* start PROVIDED DATA *

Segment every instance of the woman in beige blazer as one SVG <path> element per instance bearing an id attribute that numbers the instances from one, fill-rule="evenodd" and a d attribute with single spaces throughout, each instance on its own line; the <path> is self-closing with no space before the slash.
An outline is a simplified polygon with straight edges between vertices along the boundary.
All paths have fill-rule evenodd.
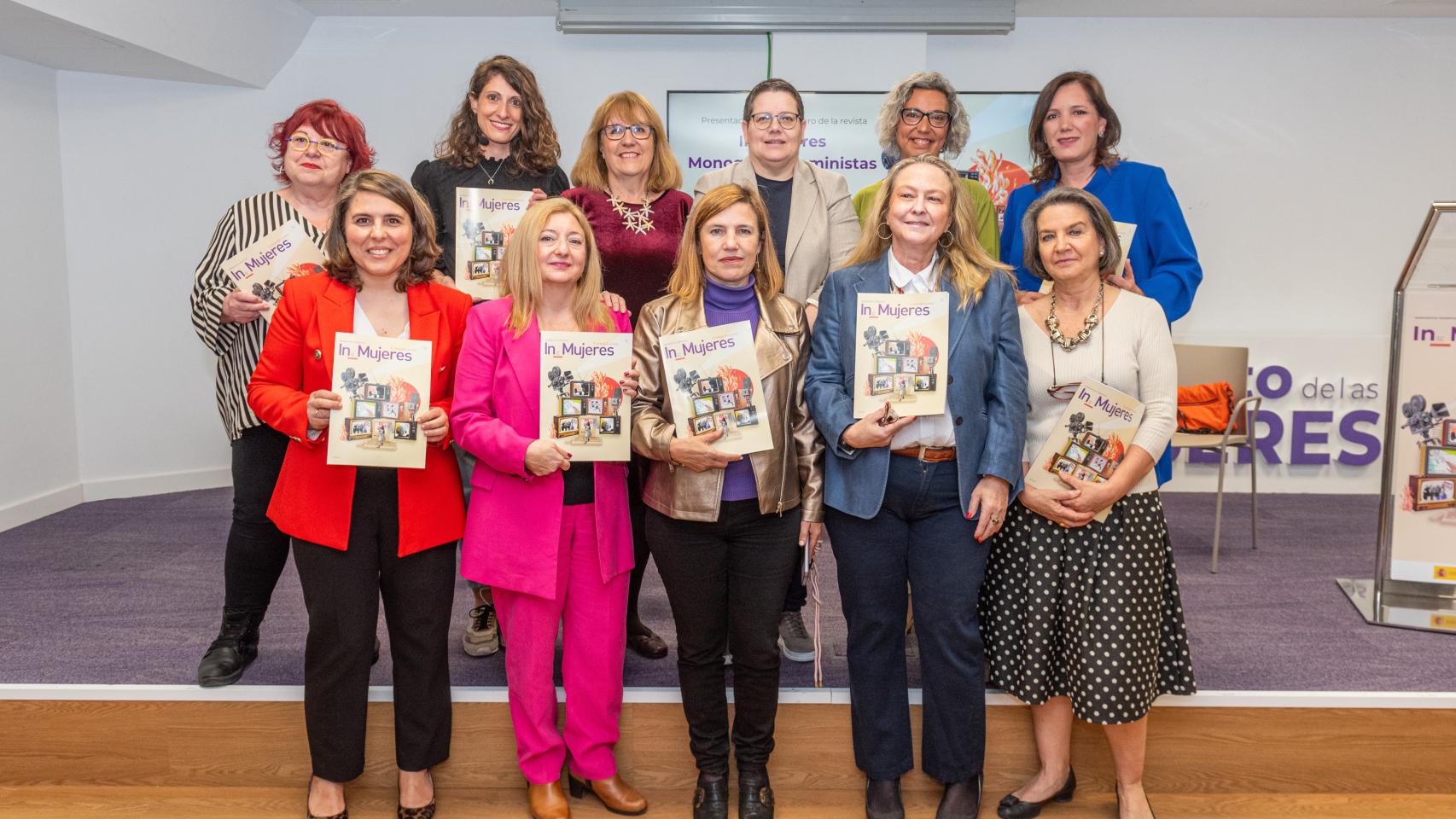
<path id="1" fill-rule="evenodd" d="M 859 217 L 843 176 L 799 159 L 804 129 L 799 92 L 786 80 L 759 83 L 743 103 L 748 157 L 700 176 L 693 198 L 719 185 L 759 191 L 769 208 L 783 294 L 805 303 L 812 326 L 824 278 L 844 266 L 859 240 Z"/>

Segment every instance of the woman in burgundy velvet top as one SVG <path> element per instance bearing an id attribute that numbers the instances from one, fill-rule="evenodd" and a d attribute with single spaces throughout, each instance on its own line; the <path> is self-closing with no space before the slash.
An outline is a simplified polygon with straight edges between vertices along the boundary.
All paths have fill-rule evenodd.
<path id="1" fill-rule="evenodd" d="M 609 96 L 597 106 L 581 140 L 581 153 L 571 169 L 575 188 L 563 193 L 591 223 L 601 252 L 603 289 L 622 294 L 633 317 L 667 291 L 683 224 L 693 208 L 693 198 L 677 189 L 683 173 L 664 134 L 662 118 L 642 95 Z M 648 559 L 644 474 L 646 464 L 633 454 L 628 499 L 636 564 L 628 594 L 628 646 L 644 658 L 661 659 L 667 656 L 667 643 L 638 615 Z"/>

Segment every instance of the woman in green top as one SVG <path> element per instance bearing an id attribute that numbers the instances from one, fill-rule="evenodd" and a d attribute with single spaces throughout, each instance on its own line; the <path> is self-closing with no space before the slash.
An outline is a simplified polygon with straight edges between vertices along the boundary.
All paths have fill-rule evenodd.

* end PROVIDED DATA *

OBJECTIVE: Reproduce all of the material above line for line, character for character, leaving out the pictures.

SOLUTION FOR THIS TASK:
Segment every instance of the woman in beige blazer as one SVG <path> element per instance bearing an id attribute that numbers the instances from one, fill-rule="evenodd" and a d attribute with single spaces throughout, each instance on its own line; the <path> is self-closing with no space before the slash.
An outline is a simplified polygon with straight edges between vertices along the boundary.
All paths have fill-rule evenodd.
<path id="1" fill-rule="evenodd" d="M 859 217 L 843 176 L 799 159 L 804 129 L 799 92 L 786 80 L 759 83 L 743 103 L 748 157 L 700 176 L 693 198 L 719 185 L 759 191 L 769 208 L 783 294 L 805 303 L 812 326 L 824 278 L 844 266 L 859 240 Z"/>

Segment every instance of the woman in burgundy velvet top as one SVG <path> element per instance bearing an id attribute that numbers the instances from one, fill-rule="evenodd" and a d attribute with single spaces throughout, each instance on its own line; the <path> is self-closing with no space before the slash.
An outline is a simplified polygon with straight edges between vertices along the boundary.
All paths have fill-rule evenodd.
<path id="1" fill-rule="evenodd" d="M 609 96 L 597 106 L 581 140 L 581 153 L 571 169 L 575 188 L 563 193 L 591 223 L 601 252 L 603 289 L 622 294 L 633 317 L 667 291 L 683 224 L 693 208 L 693 198 L 677 189 L 683 173 L 664 134 L 662 118 L 642 95 Z M 648 559 L 644 474 L 646 464 L 633 454 L 628 499 L 636 564 L 628 594 L 628 646 L 644 658 L 661 659 L 667 656 L 667 643 L 638 615 Z"/>

Segment every instance of the woman in green top as one SVG <path> element per instance bearing an id attribute that numbers the instances from one, fill-rule="evenodd" and a d attribute with single spaces throughout, each instance on its own line; the <path> is self-closing with no space before the slash.
An outline is a simplified polygon with straight edges between vertices along the boundary.
All paths have fill-rule evenodd.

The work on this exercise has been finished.